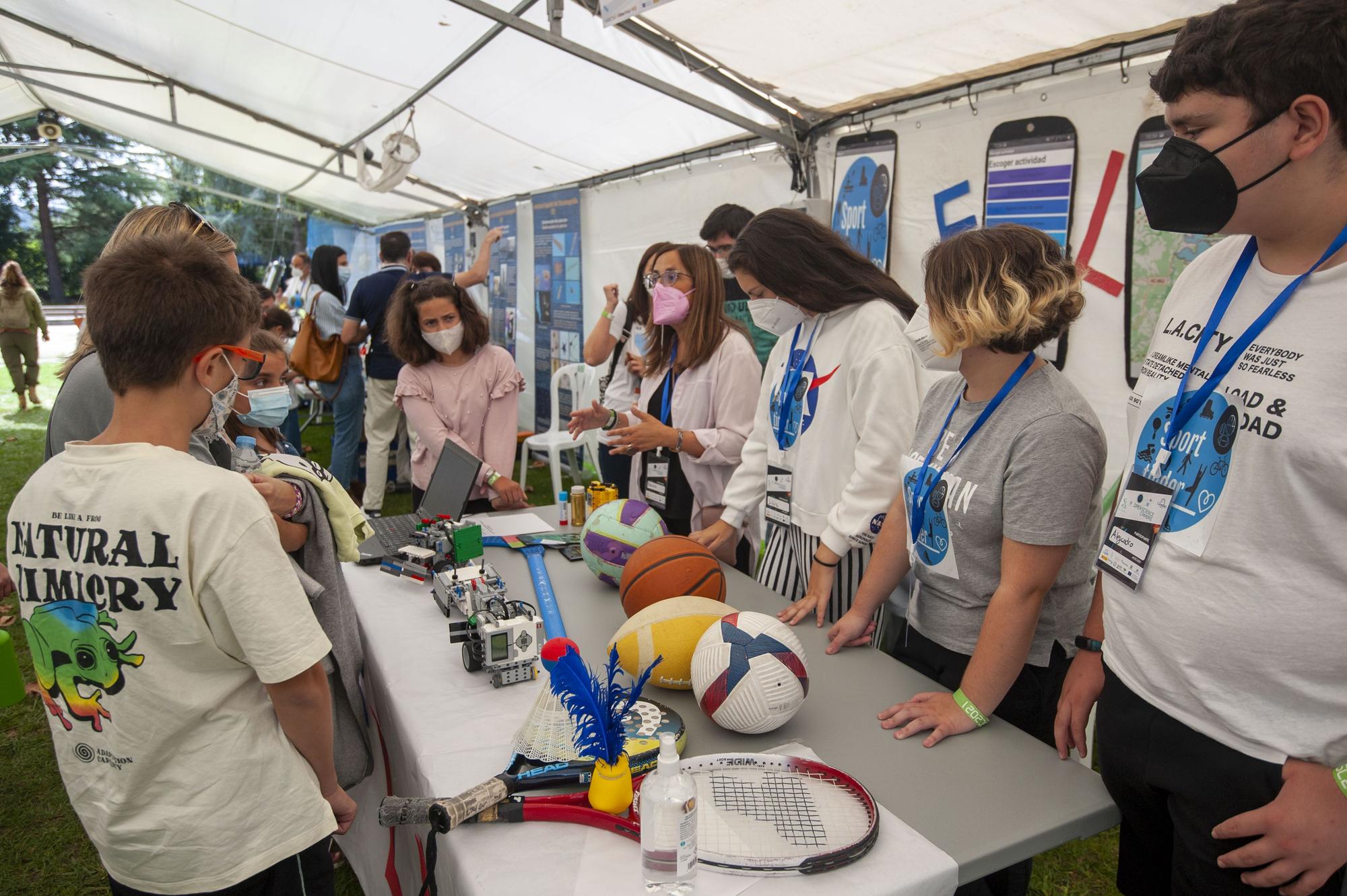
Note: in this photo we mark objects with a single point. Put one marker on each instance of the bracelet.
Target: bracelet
(969, 710)
(300, 501)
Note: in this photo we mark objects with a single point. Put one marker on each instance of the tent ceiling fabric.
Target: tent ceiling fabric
(521, 114)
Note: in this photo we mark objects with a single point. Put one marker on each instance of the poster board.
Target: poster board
(864, 176)
(558, 311)
(1155, 257)
(503, 276)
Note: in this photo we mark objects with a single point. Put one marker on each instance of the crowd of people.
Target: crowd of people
(770, 366)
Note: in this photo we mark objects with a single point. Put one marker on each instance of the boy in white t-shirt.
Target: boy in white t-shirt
(176, 650)
(1222, 683)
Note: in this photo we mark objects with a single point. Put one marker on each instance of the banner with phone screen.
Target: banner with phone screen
(1031, 180)
(864, 176)
(1155, 257)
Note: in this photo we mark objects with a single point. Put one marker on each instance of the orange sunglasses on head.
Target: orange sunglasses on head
(253, 359)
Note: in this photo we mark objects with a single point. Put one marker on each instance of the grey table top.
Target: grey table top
(988, 798)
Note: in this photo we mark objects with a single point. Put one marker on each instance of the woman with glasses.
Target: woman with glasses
(619, 338)
(837, 408)
(84, 404)
(325, 296)
(688, 427)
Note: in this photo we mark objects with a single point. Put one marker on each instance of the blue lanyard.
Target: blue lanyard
(921, 490)
(791, 380)
(1186, 409)
(669, 384)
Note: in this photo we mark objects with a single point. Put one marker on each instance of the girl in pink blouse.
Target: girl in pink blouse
(456, 385)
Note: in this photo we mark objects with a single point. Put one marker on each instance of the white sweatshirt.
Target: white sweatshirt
(864, 392)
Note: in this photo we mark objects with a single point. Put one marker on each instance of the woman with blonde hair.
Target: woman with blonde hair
(84, 404)
(21, 319)
(696, 407)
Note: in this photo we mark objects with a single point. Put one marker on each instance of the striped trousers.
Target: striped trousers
(786, 570)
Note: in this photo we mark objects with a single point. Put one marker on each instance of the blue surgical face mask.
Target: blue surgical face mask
(269, 407)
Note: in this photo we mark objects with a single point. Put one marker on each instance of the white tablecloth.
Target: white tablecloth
(441, 730)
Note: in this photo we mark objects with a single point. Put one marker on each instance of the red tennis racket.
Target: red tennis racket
(758, 815)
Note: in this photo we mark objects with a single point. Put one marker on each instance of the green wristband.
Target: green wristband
(973, 712)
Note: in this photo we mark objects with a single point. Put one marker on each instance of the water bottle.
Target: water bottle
(669, 825)
(246, 455)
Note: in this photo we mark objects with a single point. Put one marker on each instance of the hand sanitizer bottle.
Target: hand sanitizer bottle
(669, 825)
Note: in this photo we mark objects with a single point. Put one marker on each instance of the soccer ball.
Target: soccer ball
(750, 673)
(614, 533)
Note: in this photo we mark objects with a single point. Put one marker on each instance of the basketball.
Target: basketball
(667, 629)
(670, 567)
(614, 532)
(750, 673)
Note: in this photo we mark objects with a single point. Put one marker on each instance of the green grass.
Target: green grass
(46, 852)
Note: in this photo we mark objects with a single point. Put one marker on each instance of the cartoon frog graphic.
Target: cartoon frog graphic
(72, 652)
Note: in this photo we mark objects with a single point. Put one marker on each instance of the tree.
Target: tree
(76, 202)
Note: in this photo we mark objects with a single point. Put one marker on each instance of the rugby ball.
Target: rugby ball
(667, 629)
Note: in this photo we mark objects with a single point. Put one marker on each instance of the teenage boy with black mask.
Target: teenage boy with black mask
(1224, 710)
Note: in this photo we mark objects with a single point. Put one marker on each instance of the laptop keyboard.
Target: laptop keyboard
(395, 532)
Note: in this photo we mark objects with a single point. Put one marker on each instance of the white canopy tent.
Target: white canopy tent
(278, 96)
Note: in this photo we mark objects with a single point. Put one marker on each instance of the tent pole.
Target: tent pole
(593, 57)
(200, 133)
(228, 104)
(430, 85)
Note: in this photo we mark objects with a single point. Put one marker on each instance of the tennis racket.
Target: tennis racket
(758, 815)
(645, 724)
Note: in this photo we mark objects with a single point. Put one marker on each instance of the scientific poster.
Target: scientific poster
(502, 277)
(456, 244)
(864, 178)
(1156, 257)
(414, 229)
(557, 295)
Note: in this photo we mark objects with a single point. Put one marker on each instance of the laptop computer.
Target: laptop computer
(451, 486)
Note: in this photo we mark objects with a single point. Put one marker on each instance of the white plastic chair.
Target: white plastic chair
(584, 384)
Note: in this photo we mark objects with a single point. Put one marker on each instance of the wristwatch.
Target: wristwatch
(1089, 644)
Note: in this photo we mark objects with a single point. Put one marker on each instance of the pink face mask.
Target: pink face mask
(669, 304)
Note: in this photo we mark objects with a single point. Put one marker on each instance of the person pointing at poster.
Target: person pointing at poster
(1222, 723)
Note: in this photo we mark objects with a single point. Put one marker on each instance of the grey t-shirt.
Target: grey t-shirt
(1032, 474)
(84, 409)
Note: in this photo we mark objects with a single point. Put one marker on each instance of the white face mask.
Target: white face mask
(926, 345)
(222, 404)
(447, 342)
(775, 315)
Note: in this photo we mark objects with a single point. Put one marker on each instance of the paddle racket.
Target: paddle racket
(756, 815)
(645, 724)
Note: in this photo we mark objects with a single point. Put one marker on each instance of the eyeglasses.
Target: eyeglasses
(253, 359)
(200, 218)
(669, 279)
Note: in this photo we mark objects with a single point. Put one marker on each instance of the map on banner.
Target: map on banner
(414, 229)
(503, 276)
(456, 244)
(557, 296)
(1158, 257)
(864, 176)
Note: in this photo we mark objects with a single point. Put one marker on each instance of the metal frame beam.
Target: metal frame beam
(203, 133)
(721, 75)
(430, 85)
(172, 83)
(593, 57)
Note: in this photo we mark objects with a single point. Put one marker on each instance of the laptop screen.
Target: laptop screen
(452, 483)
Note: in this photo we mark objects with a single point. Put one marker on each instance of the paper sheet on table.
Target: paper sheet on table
(523, 524)
(902, 863)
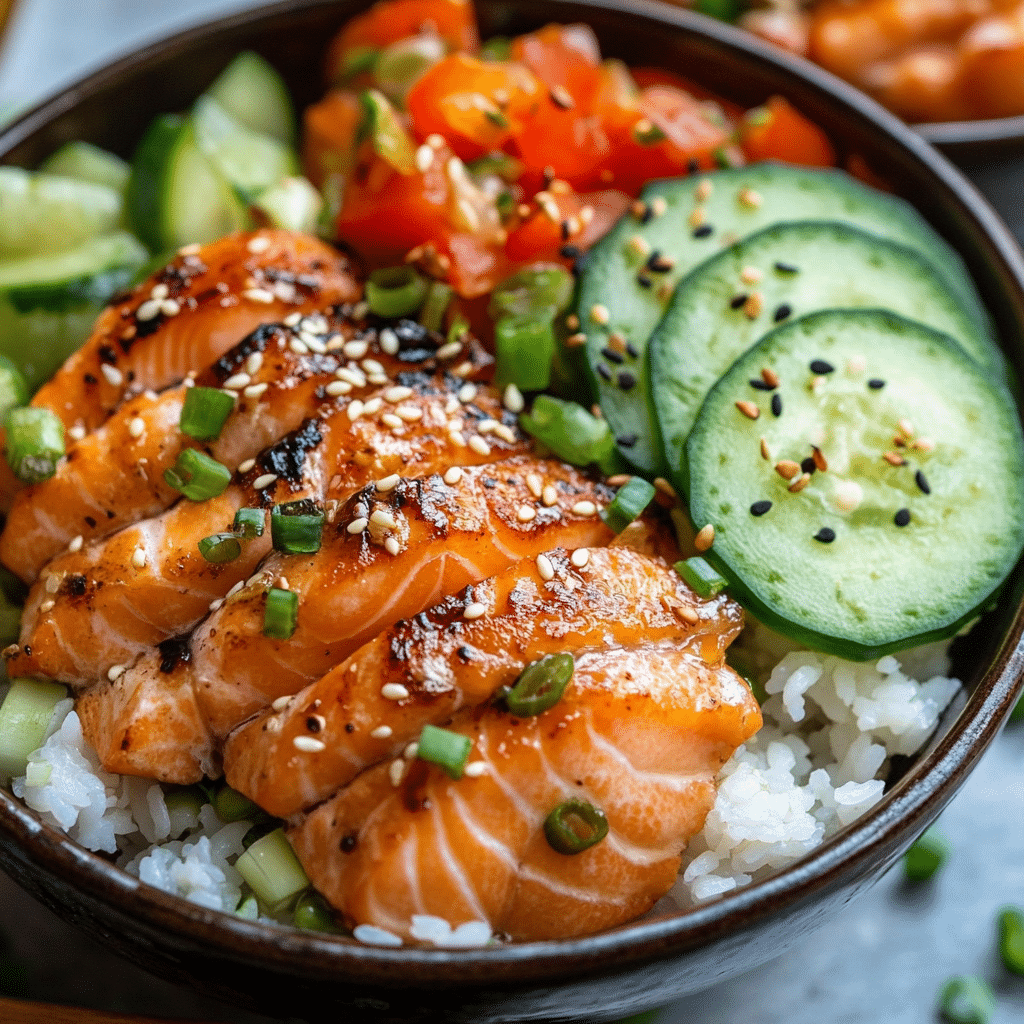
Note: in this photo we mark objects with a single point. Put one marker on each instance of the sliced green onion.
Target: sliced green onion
(198, 476)
(232, 806)
(26, 717)
(281, 614)
(926, 856)
(387, 134)
(445, 749)
(312, 912)
(272, 870)
(632, 498)
(967, 999)
(541, 290)
(296, 528)
(572, 433)
(204, 413)
(395, 291)
(700, 577)
(574, 826)
(35, 443)
(249, 523)
(220, 548)
(1012, 938)
(541, 685)
(435, 305)
(524, 347)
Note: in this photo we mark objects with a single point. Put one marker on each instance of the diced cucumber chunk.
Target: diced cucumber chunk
(43, 213)
(175, 196)
(250, 162)
(256, 96)
(630, 274)
(86, 162)
(883, 507)
(26, 717)
(725, 304)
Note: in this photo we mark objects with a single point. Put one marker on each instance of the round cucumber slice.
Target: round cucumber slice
(873, 500)
(726, 303)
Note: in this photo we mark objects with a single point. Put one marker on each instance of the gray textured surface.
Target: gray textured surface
(883, 961)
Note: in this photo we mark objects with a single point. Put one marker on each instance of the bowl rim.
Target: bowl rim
(907, 808)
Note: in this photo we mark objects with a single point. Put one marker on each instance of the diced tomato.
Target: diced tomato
(390, 20)
(779, 131)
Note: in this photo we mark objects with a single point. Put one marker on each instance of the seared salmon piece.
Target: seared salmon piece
(540, 606)
(639, 734)
(103, 605)
(282, 375)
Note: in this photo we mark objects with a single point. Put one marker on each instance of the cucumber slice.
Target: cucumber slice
(175, 197)
(863, 557)
(42, 213)
(716, 314)
(738, 202)
(85, 162)
(248, 161)
(252, 92)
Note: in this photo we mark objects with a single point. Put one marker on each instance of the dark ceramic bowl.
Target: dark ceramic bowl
(629, 969)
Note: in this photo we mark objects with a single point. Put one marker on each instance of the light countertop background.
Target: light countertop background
(884, 960)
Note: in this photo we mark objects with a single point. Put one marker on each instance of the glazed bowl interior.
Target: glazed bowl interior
(647, 963)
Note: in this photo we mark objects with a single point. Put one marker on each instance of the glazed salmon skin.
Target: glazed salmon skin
(558, 602)
(639, 733)
(451, 535)
(102, 606)
(282, 376)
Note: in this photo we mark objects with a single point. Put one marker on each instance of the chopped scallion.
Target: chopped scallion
(281, 614)
(204, 413)
(541, 685)
(574, 826)
(700, 577)
(445, 749)
(632, 498)
(220, 548)
(198, 476)
(35, 443)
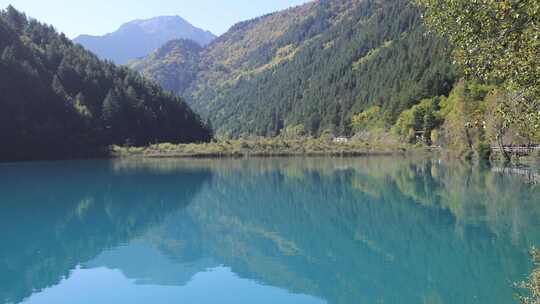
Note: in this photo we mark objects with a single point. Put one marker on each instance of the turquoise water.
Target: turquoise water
(359, 230)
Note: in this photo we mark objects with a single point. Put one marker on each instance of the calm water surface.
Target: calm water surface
(365, 230)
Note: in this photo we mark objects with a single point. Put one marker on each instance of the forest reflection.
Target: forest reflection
(346, 230)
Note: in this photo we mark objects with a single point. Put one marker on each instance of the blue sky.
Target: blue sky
(97, 17)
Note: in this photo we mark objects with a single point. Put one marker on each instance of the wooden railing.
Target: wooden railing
(518, 150)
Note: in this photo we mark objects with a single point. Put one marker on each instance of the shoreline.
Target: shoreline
(268, 148)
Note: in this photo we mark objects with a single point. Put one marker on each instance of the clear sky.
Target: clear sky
(98, 17)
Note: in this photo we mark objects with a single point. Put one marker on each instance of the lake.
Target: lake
(290, 230)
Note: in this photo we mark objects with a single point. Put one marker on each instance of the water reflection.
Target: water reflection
(364, 230)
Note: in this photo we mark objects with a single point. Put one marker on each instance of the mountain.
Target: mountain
(140, 37)
(310, 67)
(60, 100)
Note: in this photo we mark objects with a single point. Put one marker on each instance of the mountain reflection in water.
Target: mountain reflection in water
(352, 230)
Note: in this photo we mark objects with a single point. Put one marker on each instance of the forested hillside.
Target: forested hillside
(311, 68)
(59, 100)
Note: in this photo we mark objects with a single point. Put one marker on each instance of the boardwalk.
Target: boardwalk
(518, 150)
(526, 174)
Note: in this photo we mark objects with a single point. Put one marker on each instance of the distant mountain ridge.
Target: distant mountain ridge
(310, 68)
(139, 38)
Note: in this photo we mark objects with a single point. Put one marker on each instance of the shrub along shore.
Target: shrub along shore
(268, 147)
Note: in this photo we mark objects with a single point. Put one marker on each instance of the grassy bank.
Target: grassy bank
(265, 147)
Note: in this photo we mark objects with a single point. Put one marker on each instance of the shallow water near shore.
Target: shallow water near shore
(288, 230)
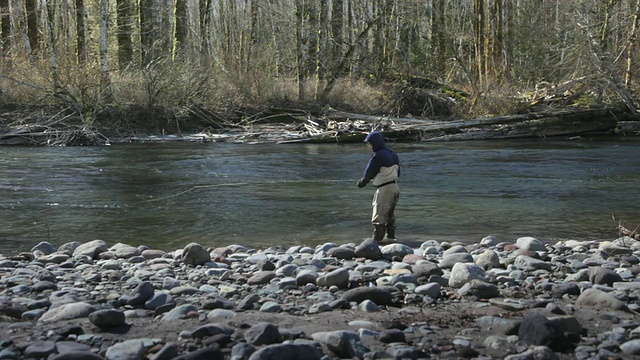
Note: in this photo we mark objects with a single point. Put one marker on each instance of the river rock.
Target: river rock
(124, 251)
(338, 277)
(107, 318)
(194, 254)
(488, 259)
(159, 299)
(212, 329)
(530, 243)
(603, 276)
(261, 278)
(462, 273)
(77, 355)
(425, 269)
(179, 312)
(262, 333)
(141, 294)
(342, 252)
(431, 290)
(479, 289)
(67, 312)
(44, 247)
(306, 276)
(375, 294)
(368, 249)
(208, 353)
(286, 352)
(126, 350)
(345, 344)
(40, 349)
(91, 249)
(450, 260)
(599, 298)
(534, 353)
(395, 250)
(12, 309)
(528, 263)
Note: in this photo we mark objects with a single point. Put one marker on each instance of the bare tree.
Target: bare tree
(5, 29)
(124, 33)
(33, 34)
(182, 28)
(633, 37)
(81, 34)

Exercise instructions: Above are the lines; repeat exactly the ones from the line containing "hand sanitizer bottle." down to the line containing "the soccer ball.", both inclusive.

Your solution:
Note: in this photo we mark objects with a single point. Put one marker on each instance of the hand sanitizer bottle.
Target: hand sanitizer bottle
(669, 825)
Note: in this photo we mark objects with a single point. Put one marker on each instance of the soccer ball.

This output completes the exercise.